Requirement: Copy the stretch of rows below from the line containing "Mark the region of each instance of the stone" through the line containing "161 269 L 181", both ends included, reproducing every character unchanged.

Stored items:
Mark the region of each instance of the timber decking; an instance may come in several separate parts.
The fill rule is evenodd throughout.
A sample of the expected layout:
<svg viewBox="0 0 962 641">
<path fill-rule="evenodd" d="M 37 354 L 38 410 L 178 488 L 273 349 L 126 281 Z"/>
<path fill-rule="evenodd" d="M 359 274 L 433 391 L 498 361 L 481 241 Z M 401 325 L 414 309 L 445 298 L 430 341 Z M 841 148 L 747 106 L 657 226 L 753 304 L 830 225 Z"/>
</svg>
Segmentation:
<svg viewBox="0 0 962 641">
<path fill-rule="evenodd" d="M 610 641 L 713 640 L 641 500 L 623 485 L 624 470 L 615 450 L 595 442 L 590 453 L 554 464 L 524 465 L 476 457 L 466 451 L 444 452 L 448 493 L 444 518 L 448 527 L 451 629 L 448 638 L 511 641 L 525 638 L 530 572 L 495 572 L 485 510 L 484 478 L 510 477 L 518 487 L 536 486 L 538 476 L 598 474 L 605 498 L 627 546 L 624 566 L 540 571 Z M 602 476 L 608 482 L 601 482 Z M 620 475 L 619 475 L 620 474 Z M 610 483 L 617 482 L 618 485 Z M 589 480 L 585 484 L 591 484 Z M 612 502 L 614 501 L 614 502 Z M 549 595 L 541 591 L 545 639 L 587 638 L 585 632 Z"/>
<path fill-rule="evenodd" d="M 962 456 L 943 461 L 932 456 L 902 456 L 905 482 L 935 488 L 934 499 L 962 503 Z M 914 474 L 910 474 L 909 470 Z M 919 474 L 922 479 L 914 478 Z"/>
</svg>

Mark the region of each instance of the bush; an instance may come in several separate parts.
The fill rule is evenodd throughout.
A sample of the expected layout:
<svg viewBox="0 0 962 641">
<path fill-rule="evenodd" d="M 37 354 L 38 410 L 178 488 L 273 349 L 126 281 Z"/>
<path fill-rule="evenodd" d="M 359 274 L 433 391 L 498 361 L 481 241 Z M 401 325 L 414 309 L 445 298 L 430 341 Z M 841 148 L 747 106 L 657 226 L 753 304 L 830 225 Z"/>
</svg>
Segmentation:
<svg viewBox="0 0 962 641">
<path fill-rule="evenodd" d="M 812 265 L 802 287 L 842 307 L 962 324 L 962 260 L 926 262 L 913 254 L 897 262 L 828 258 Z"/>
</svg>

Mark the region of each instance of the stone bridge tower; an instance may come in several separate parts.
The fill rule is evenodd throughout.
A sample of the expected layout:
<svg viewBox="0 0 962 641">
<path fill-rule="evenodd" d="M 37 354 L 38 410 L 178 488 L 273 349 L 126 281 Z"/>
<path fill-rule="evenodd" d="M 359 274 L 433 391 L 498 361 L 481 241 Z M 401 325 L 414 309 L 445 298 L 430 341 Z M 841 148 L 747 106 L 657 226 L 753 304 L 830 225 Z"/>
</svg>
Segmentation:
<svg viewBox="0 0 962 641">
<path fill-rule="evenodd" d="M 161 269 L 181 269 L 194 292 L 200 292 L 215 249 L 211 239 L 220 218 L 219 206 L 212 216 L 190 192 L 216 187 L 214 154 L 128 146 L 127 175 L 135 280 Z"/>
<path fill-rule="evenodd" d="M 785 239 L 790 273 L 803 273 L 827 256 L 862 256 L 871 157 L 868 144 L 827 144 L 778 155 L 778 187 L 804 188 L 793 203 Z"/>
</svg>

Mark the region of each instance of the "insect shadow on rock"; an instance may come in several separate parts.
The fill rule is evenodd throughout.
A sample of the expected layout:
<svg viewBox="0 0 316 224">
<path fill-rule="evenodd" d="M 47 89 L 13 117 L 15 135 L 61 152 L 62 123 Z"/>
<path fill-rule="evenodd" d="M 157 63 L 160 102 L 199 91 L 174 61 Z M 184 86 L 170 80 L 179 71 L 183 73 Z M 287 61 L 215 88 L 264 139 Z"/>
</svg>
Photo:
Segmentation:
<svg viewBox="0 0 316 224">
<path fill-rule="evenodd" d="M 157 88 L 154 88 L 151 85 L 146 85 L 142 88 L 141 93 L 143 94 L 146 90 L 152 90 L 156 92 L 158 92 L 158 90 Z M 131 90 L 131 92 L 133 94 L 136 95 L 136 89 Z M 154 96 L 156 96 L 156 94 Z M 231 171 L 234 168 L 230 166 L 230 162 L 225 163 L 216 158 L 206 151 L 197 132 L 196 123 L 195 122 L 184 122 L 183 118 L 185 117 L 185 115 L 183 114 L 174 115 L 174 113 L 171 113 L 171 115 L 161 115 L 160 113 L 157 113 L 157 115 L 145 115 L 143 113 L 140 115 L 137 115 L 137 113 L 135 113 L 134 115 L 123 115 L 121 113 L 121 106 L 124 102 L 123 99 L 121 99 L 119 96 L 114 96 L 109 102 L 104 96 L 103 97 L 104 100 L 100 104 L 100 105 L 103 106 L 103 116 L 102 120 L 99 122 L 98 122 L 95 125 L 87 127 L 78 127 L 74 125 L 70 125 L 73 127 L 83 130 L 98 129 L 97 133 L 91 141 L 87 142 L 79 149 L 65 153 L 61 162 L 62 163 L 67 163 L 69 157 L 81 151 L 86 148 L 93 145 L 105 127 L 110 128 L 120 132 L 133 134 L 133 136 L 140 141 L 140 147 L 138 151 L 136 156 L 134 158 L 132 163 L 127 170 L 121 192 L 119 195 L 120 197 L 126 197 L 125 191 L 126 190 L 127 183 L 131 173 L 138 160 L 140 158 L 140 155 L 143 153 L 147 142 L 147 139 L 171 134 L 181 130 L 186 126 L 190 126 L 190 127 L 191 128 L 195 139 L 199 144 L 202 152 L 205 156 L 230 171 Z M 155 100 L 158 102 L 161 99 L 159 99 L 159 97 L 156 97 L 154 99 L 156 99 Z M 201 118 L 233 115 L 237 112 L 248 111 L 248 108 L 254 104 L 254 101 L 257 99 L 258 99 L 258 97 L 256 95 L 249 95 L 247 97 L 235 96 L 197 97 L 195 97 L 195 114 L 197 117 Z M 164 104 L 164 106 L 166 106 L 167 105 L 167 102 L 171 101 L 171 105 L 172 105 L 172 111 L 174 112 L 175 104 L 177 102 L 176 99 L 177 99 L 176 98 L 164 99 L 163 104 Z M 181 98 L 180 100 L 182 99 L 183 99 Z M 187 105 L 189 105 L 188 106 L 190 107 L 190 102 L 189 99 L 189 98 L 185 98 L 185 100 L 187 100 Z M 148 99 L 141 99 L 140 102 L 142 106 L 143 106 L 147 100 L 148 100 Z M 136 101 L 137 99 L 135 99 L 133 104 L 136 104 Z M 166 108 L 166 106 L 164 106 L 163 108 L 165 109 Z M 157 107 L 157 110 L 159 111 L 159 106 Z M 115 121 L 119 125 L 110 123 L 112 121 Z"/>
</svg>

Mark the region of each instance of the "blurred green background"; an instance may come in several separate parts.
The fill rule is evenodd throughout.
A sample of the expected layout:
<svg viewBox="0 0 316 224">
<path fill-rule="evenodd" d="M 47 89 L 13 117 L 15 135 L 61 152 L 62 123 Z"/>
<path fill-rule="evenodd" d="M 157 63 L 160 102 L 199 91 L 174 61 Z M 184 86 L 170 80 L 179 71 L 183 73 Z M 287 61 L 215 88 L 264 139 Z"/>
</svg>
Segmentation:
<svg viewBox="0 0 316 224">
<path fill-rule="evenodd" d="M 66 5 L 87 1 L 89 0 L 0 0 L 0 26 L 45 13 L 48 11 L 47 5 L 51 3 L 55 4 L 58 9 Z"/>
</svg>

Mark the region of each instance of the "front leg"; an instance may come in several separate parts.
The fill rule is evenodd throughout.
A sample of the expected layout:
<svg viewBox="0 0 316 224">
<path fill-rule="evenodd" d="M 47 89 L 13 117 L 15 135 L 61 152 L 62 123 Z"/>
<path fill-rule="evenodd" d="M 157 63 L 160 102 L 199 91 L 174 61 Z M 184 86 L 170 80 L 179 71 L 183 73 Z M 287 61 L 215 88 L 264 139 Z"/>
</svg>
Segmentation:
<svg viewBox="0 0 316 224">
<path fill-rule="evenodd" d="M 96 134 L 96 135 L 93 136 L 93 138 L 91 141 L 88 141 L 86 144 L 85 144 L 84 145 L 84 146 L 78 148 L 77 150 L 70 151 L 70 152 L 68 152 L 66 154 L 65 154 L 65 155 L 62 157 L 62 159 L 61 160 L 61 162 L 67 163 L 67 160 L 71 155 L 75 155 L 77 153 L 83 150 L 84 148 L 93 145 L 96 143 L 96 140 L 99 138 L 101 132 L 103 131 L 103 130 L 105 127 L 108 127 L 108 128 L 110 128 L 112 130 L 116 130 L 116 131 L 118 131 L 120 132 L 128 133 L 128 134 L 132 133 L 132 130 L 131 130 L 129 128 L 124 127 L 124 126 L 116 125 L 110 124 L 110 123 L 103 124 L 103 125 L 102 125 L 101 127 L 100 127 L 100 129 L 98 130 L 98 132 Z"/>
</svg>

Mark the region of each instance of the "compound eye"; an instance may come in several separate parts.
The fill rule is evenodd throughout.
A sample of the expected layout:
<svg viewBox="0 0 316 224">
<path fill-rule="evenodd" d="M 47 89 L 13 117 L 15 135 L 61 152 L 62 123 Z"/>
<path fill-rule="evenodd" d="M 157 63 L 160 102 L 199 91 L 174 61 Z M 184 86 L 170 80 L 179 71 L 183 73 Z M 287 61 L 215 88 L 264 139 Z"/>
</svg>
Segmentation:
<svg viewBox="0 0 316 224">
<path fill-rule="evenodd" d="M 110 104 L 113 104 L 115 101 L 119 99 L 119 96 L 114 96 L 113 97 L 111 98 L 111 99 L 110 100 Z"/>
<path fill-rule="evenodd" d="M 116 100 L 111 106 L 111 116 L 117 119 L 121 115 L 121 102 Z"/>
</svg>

Reply:
Mark the region of each instance of the stone bridge tower; an instance may come in several separate parts.
The fill rule is evenodd throughout.
A sample of the expected layout:
<svg viewBox="0 0 962 641">
<path fill-rule="evenodd" d="M 37 354 L 38 410 L 178 488 L 273 349 L 126 281 Z"/>
<path fill-rule="evenodd" d="M 359 274 L 433 391 L 498 361 L 481 241 Z M 401 325 L 414 309 L 445 298 L 430 341 Z M 841 148 L 747 106 L 657 226 L 753 304 L 830 225 Z"/>
</svg>
Segmentation:
<svg viewBox="0 0 962 641">
<path fill-rule="evenodd" d="M 161 269 L 181 269 L 194 292 L 200 292 L 215 249 L 211 239 L 220 218 L 219 206 L 212 216 L 190 192 L 216 187 L 214 154 L 128 146 L 127 175 L 135 280 Z"/>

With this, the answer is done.